## Problem description:
Return the lines from the items below exactly, beginning at the line that contains "Target: tile grout line" and continuing through the end of the items.

## Extracted records:
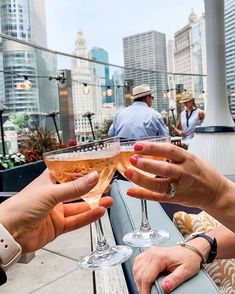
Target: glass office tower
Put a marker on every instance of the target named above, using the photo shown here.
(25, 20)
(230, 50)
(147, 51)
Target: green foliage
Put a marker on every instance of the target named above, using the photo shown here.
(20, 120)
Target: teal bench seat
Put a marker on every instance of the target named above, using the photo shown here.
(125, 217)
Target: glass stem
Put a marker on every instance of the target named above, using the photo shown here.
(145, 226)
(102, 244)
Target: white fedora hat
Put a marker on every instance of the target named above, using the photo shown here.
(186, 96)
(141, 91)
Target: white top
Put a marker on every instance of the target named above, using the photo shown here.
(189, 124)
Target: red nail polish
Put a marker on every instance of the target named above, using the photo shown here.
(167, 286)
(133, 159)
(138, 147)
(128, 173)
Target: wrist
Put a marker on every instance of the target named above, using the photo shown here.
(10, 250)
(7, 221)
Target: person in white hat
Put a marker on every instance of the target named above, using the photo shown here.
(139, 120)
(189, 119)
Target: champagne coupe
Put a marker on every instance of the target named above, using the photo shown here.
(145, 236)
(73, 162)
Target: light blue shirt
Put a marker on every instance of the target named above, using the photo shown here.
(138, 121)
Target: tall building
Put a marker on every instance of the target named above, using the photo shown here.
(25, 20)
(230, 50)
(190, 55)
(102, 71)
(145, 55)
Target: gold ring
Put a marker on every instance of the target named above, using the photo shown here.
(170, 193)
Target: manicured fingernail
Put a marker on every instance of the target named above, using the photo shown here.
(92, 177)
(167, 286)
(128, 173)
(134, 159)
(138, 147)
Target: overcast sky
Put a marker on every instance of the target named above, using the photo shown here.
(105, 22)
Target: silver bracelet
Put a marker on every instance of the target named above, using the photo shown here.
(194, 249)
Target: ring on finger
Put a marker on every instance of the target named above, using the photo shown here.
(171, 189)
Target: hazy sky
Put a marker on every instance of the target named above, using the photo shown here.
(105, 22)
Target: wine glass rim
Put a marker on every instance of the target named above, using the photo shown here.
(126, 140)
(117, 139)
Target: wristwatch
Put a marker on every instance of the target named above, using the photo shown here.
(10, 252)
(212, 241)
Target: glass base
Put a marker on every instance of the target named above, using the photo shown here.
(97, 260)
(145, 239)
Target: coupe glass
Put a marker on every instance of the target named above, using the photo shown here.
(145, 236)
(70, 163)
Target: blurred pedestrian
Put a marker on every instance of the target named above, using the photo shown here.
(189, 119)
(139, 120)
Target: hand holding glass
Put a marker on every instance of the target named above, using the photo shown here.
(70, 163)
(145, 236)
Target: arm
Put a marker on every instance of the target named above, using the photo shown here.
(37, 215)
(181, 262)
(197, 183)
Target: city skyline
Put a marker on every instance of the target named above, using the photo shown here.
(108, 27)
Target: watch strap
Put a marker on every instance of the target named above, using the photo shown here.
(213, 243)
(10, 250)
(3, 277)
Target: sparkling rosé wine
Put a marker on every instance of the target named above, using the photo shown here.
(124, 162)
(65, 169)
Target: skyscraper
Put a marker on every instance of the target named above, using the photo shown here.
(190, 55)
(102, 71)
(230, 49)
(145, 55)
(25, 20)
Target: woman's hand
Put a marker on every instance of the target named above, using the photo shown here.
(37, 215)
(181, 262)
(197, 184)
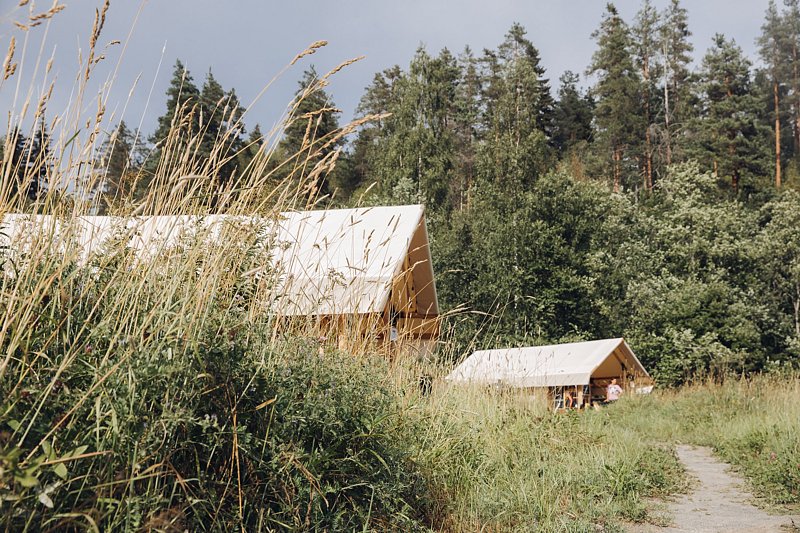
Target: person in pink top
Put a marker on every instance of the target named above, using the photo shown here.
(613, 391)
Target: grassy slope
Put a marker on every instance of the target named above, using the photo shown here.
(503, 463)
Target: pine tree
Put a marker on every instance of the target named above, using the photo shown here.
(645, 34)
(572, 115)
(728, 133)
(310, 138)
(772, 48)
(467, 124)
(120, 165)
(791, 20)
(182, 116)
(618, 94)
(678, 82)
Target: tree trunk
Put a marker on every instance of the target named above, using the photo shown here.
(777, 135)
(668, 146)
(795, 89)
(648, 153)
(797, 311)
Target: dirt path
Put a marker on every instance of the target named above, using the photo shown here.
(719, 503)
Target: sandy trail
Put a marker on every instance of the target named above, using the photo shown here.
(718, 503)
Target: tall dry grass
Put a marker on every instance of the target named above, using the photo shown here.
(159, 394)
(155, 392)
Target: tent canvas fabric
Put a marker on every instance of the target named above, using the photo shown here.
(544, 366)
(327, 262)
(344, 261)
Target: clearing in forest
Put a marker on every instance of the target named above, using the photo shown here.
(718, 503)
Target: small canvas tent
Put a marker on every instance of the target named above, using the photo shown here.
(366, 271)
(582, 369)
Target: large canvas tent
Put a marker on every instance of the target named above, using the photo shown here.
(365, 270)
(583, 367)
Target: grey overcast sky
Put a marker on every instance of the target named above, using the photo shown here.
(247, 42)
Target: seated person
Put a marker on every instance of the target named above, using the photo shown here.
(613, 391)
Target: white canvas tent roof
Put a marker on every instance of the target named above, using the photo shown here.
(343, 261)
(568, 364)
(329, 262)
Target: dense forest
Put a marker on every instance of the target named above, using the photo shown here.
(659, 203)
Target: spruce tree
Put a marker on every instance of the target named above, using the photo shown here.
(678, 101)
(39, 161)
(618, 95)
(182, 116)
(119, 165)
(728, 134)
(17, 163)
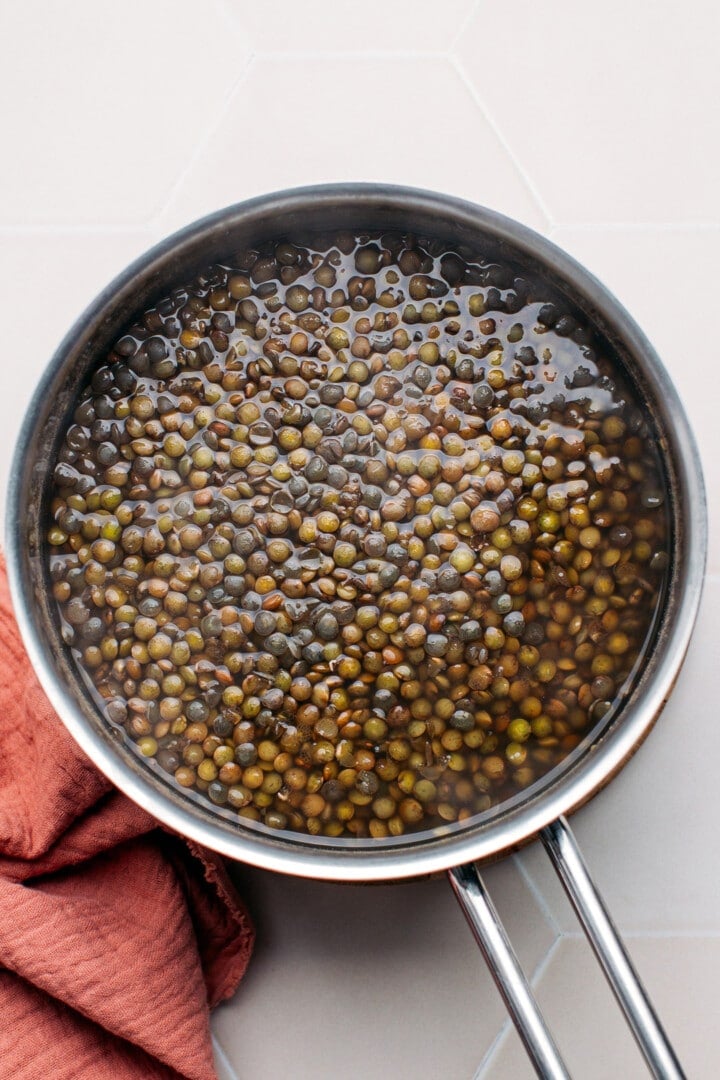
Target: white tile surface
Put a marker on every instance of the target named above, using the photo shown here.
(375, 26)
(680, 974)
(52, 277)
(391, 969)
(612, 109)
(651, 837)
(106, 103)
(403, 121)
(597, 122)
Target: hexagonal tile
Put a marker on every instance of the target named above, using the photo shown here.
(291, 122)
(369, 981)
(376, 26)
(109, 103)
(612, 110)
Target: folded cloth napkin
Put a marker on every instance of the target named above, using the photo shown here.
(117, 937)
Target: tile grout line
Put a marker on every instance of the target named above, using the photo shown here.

## Task response:
Target: tile grout line
Put a marker on every instance of the target named above, using the photo shown here.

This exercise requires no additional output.